Você vai encher os vazios com as suas mãos.
E algumas pessoas vão te amar, outras vão te achar um despropósito.

Desculpe poeta, mas não resisti precisava de uma poesia para hoje.

sábado, 11 de dezembro de 2010

11 de dezembro

“Maria lavava
São José estendia
Menino chorava
Com o frio que fazia"








Música que minha mãe me ninava e me enchia de tristeza e angústia, era triste saber que um menino sentia frio. O sono me acalmava.

Num Natal decidi acabar com a tristeza do mundo: a minha e a do menino, que eram as que me importavam.

Olhando o menino que ficava na manjedoura, na verdade uma bandejinha de veludo vermelho com uma perna cambaia, enfeitada com uma palha artificial, não titubeei: vesti no coitado que chorava e sentia frio uma calçinha rosa com rendinhas brancas.

- Menina, o que é isto?
- Para o menino não sentir frio.

Não lembro de alguém ter contestado a calçinha, o meu mundo sorriu: meu pai, minha mãe, meu irmão.

O menino? Este sorria sempre.

10 de dezembro



Manoel de Barros não fala de Natal, mas fala de que então, quando diz:

“As coisas que não levam a nada tem grande importância”

Que motivo alguém teria para dar abrigo a um casal pobre - ele, carpinteiro, ela dona de casa, grávida já a ponto de dar ao mundo o que o mundo não queria – mais uma boca para comer; sem casa, expulsos de sua terra por força da violência.

Ainda hoje se pensa assim, não aprendemos nada.


9 de dezembro



A viagem de Maria e José




Descubro em Mia Couto, poeta e escritor de Moçambique, a frase que precisava para a viagem:

“A pessoa viaja é para ser esperado, do outro lado a mão de gente que é nossa, com nome e história. Como um laço que pede as duas pontas.”

José e Maria já sabiam da história que traziam, queriam contá-la, mas naquele momento homens ocupados com seus medos não podiam ouvi-los, preferiam repetir suas pobres histórias.


Nota: a imagem de Ramon Faria é de poucos traços, simples como as grandes artes.

quarta-feira, 8 de dezembro de 2010

8 de dezembro

Dia de Nossa Senhora da Conceição.




Abro esta janela como se abrisse a minha alma.

Uma frase muito curta:

Feliz Aniversário Mãe!

Mais do que isto hoje não dá.

7 de dezembro

“Eu pensei que todo mundo fosse filho de Papai Noel


E somos, mas adultos exigem que se expliquem os presentes.

Os pequenos, ao contrário, se não encontram uma explicação para o que ganham fazem uma bola com o papel e se põem a jogar, criam a explicação.

### O QUE SE PEDE
Indique se cada afirmação a seguir está de acordo com o trecho sobre o Natal, respondendo sim ou não e citando literalmente as palavras do trecho que decidem a resposta.
1. A música com que a mãe ninava deixava a criança alegre.
2. A frase de Mia Couto compara a viagem a um laço que pede as duas pontas.
3. No registro de 8 de dezembro, há uma mensagem de aniversário para a mãe.

### DADOS REGISTRADOS
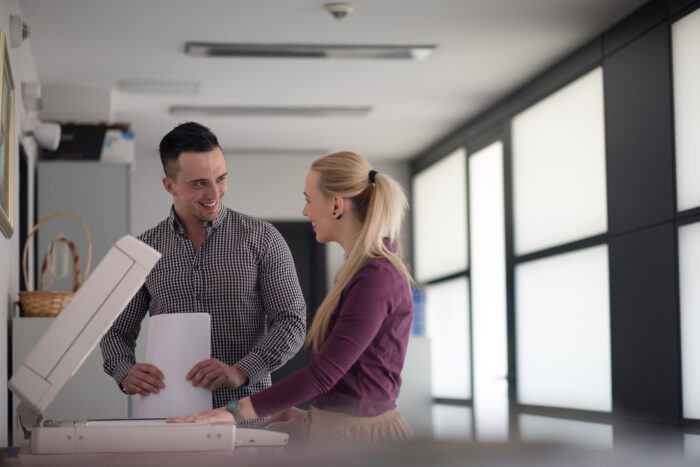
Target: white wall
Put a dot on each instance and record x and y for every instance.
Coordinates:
(23, 70)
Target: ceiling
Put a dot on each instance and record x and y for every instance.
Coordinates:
(485, 49)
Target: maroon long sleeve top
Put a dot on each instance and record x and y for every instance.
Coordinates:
(357, 369)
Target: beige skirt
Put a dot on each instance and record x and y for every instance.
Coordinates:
(325, 426)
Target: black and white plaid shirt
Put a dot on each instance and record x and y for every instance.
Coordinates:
(242, 274)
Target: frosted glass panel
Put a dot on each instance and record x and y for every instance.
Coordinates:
(488, 276)
(440, 218)
(452, 422)
(686, 93)
(689, 269)
(559, 191)
(691, 446)
(447, 326)
(563, 330)
(573, 432)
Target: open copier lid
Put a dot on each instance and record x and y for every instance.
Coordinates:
(80, 326)
(66, 344)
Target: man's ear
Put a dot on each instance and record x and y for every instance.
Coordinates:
(168, 184)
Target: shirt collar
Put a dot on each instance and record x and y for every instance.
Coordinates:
(211, 225)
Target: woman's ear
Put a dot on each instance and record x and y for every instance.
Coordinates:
(338, 207)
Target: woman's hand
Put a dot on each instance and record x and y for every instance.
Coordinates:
(292, 421)
(220, 415)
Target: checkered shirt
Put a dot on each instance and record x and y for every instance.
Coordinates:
(242, 275)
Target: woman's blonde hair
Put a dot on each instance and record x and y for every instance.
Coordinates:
(380, 206)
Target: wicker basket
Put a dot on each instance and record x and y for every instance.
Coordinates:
(47, 302)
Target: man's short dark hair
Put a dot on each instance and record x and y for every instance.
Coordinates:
(186, 137)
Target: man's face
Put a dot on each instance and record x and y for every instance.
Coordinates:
(198, 185)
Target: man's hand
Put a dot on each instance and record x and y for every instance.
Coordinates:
(143, 379)
(213, 373)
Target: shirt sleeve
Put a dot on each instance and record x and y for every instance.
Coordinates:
(358, 320)
(285, 306)
(119, 343)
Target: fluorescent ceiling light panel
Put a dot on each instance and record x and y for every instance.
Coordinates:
(381, 52)
(237, 111)
(158, 86)
(263, 151)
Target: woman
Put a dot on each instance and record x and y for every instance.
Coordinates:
(360, 332)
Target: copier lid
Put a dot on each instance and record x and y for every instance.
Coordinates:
(79, 327)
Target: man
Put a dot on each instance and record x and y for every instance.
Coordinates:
(217, 261)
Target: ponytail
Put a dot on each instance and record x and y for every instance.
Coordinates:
(380, 204)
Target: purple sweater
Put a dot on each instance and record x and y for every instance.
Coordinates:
(357, 369)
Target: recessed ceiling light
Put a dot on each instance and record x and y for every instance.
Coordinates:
(387, 52)
(237, 111)
(262, 151)
(157, 86)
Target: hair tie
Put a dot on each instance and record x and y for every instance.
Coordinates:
(372, 173)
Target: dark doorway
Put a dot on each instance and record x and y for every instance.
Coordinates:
(310, 261)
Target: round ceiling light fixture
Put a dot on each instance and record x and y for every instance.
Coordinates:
(339, 10)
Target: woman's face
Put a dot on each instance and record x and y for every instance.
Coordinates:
(319, 209)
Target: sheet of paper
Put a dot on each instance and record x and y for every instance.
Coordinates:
(176, 342)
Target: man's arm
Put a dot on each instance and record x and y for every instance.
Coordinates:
(284, 304)
(119, 343)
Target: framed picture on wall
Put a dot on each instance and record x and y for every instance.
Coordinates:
(7, 141)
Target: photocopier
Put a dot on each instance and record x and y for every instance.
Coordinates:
(66, 344)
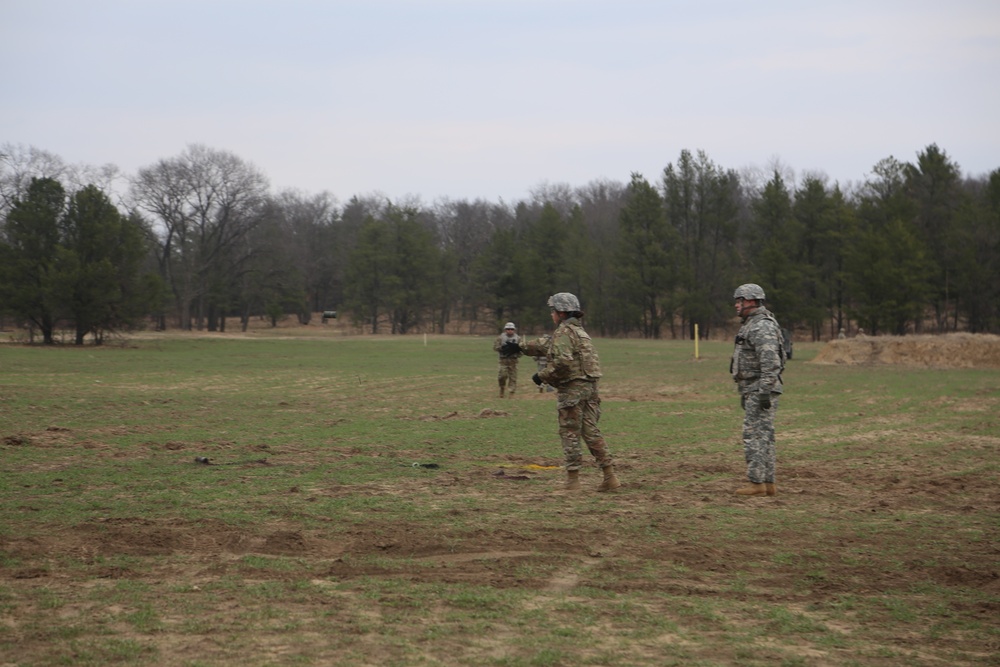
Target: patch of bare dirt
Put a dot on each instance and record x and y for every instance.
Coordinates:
(957, 350)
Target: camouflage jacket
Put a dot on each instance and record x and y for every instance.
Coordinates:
(570, 354)
(759, 355)
(504, 338)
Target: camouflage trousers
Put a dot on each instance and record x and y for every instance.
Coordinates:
(758, 438)
(579, 411)
(507, 375)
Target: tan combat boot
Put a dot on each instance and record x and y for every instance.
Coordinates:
(610, 482)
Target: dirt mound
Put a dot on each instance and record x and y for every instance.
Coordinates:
(958, 350)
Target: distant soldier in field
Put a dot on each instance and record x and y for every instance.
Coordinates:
(574, 369)
(507, 345)
(758, 360)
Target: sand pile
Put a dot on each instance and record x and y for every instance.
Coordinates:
(958, 350)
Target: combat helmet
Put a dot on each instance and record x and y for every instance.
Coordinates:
(564, 302)
(750, 291)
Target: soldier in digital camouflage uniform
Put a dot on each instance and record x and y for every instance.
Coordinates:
(574, 369)
(507, 347)
(758, 359)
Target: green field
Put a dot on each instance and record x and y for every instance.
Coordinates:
(312, 539)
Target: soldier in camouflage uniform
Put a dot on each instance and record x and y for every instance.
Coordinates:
(507, 346)
(574, 369)
(758, 359)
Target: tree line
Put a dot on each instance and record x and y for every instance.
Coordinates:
(199, 239)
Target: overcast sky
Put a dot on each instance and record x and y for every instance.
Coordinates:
(474, 99)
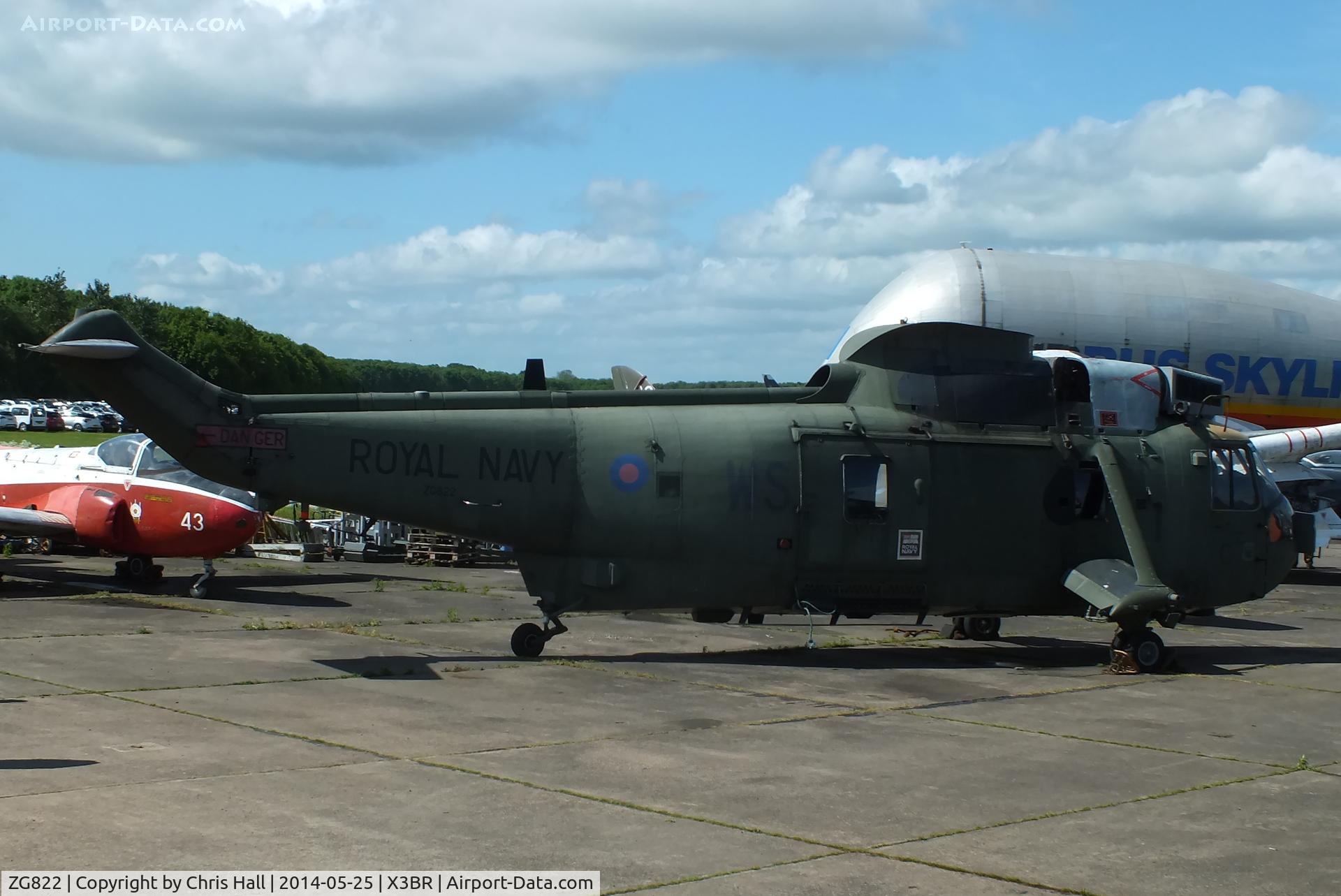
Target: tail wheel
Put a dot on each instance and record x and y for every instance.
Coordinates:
(1144, 648)
(529, 640)
(983, 628)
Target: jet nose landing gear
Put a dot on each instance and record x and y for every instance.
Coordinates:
(529, 639)
(200, 585)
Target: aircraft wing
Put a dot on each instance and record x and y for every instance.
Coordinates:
(1291, 444)
(34, 522)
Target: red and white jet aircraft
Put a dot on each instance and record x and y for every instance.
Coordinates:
(126, 495)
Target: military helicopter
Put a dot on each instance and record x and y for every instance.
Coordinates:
(1103, 486)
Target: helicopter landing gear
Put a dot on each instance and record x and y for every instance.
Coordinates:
(140, 568)
(1141, 648)
(529, 639)
(979, 628)
(200, 585)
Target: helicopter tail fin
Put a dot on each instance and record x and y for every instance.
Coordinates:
(161, 397)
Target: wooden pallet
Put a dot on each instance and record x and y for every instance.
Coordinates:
(425, 548)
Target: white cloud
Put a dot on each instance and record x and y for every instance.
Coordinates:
(786, 279)
(361, 81)
(632, 207)
(1199, 166)
(170, 277)
(539, 304)
(488, 251)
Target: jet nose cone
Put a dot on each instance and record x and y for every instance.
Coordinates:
(235, 522)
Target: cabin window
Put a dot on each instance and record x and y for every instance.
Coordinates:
(1291, 322)
(1090, 492)
(1233, 483)
(865, 483)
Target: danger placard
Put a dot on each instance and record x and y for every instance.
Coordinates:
(262, 438)
(909, 543)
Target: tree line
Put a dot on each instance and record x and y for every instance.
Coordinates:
(226, 351)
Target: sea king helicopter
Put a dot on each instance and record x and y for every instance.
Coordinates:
(940, 469)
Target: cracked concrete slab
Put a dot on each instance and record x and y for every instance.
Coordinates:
(858, 781)
(117, 663)
(1274, 836)
(851, 875)
(663, 709)
(386, 814)
(1203, 715)
(90, 741)
(14, 689)
(482, 709)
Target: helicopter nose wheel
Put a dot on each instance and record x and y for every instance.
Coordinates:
(979, 628)
(529, 639)
(1143, 648)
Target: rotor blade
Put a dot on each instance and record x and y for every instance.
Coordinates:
(1291, 444)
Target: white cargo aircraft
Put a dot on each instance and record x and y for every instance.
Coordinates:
(1277, 351)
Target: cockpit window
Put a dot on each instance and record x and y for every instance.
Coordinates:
(1233, 483)
(121, 451)
(159, 464)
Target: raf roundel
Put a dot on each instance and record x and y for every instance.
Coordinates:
(629, 473)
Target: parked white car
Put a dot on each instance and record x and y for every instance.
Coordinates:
(81, 422)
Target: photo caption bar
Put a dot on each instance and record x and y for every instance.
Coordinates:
(298, 883)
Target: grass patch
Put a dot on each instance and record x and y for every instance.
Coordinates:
(66, 439)
(262, 625)
(115, 598)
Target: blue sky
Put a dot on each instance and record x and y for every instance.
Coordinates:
(613, 186)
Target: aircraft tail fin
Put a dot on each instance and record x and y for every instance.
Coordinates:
(628, 380)
(161, 397)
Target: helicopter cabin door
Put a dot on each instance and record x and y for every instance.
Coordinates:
(863, 541)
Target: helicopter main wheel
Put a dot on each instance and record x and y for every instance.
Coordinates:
(1144, 648)
(529, 639)
(983, 628)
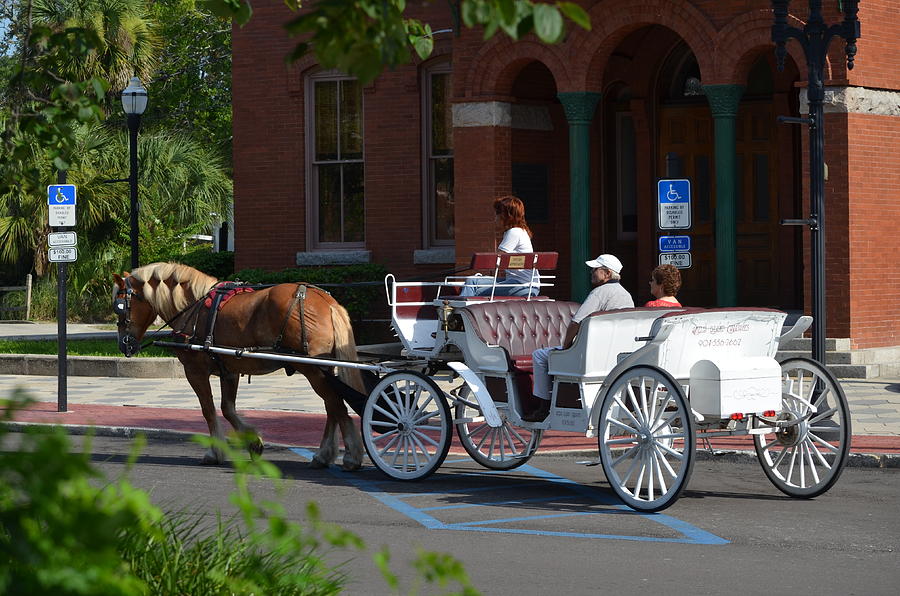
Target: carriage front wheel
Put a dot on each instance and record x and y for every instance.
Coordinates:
(804, 457)
(502, 448)
(407, 426)
(646, 438)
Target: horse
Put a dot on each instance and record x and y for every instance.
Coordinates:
(299, 318)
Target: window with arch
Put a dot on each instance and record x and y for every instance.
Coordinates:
(437, 158)
(334, 156)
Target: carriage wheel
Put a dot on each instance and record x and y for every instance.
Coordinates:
(502, 448)
(646, 438)
(406, 426)
(805, 459)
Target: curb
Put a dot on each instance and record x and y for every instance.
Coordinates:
(90, 366)
(854, 460)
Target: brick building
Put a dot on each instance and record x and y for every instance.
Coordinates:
(402, 171)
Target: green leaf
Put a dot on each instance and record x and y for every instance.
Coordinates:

### RESULTADO DO EXERCÍCIO
1. Não: "me enchia de tristeza e angústia".
2. Sim: "Como um laço que pede as duas pontas."
3. Sim: "Feliz Aniversário Mãe!"